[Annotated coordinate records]
|---|

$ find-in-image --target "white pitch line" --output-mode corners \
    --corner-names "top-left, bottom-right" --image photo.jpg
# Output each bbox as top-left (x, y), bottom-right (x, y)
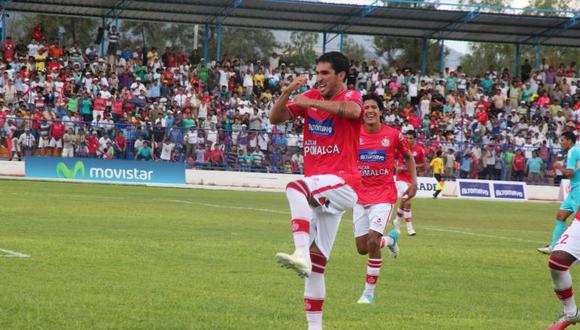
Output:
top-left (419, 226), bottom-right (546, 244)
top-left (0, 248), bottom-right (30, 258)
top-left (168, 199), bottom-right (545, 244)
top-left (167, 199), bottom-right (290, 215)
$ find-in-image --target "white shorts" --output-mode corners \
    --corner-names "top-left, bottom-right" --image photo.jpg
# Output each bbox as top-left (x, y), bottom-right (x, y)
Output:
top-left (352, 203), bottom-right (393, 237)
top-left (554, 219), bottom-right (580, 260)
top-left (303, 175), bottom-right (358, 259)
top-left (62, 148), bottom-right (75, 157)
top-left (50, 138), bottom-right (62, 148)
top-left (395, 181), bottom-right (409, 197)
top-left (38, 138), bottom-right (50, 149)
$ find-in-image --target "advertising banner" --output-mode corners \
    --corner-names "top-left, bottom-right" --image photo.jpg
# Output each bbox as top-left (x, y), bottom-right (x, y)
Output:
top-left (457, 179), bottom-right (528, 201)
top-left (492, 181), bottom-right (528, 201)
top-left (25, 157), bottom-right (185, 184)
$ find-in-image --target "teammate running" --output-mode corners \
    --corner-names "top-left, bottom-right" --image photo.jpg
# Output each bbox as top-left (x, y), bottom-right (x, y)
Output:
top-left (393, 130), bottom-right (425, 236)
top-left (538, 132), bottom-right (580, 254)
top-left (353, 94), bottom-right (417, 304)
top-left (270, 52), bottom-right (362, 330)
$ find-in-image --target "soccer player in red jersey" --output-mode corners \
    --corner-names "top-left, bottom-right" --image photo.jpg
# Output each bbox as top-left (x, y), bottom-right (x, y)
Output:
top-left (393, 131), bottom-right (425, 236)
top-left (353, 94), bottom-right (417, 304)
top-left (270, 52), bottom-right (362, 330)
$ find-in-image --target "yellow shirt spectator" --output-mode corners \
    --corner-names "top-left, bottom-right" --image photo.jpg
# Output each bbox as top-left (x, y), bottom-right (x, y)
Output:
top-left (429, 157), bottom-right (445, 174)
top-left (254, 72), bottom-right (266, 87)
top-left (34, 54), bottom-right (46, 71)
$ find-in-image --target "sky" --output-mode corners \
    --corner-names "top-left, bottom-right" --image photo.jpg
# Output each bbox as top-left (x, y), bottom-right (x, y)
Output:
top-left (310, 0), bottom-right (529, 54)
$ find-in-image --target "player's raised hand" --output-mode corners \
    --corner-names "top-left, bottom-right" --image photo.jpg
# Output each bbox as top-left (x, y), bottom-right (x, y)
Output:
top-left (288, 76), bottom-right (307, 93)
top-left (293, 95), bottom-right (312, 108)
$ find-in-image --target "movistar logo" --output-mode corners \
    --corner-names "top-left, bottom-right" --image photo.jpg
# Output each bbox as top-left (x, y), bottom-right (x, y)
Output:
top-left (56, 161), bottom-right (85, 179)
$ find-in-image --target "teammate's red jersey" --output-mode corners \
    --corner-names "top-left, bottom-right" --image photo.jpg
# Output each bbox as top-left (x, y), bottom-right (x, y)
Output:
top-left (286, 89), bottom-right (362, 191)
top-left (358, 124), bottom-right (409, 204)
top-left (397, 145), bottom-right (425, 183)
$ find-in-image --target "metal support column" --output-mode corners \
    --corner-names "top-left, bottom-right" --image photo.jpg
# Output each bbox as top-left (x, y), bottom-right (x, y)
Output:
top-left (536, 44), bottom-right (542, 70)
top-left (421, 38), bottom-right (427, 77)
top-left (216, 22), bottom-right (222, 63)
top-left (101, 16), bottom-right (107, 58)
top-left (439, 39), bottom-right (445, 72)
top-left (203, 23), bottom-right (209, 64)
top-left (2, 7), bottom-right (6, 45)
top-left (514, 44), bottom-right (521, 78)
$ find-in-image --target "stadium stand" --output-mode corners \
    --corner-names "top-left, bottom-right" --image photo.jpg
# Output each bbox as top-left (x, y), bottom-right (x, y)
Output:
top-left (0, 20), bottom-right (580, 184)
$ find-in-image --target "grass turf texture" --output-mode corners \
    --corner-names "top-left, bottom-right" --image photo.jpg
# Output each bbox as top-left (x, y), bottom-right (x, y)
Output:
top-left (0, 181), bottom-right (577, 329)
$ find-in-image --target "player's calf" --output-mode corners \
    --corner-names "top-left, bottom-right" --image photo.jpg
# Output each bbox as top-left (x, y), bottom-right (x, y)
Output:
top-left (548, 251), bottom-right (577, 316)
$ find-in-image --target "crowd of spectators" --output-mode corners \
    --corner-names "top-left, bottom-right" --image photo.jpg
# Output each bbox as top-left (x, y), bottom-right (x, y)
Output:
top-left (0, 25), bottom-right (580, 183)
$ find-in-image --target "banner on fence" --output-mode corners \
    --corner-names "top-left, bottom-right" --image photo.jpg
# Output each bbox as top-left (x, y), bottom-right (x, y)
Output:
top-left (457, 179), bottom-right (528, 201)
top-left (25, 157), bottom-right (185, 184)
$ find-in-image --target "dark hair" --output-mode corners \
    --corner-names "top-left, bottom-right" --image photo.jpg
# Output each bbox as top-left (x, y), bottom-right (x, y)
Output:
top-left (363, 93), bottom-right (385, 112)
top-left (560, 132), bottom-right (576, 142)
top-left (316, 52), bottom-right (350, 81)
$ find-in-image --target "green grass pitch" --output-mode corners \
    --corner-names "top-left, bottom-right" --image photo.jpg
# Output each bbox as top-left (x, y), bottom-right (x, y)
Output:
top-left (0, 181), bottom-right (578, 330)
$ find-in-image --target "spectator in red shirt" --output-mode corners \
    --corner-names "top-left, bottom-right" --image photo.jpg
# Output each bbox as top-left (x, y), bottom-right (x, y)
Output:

|---|

• _Set problem_:
How many lines in the data above contain the string "player", with case counting? Reply with the number only.

• _Correct response_:
3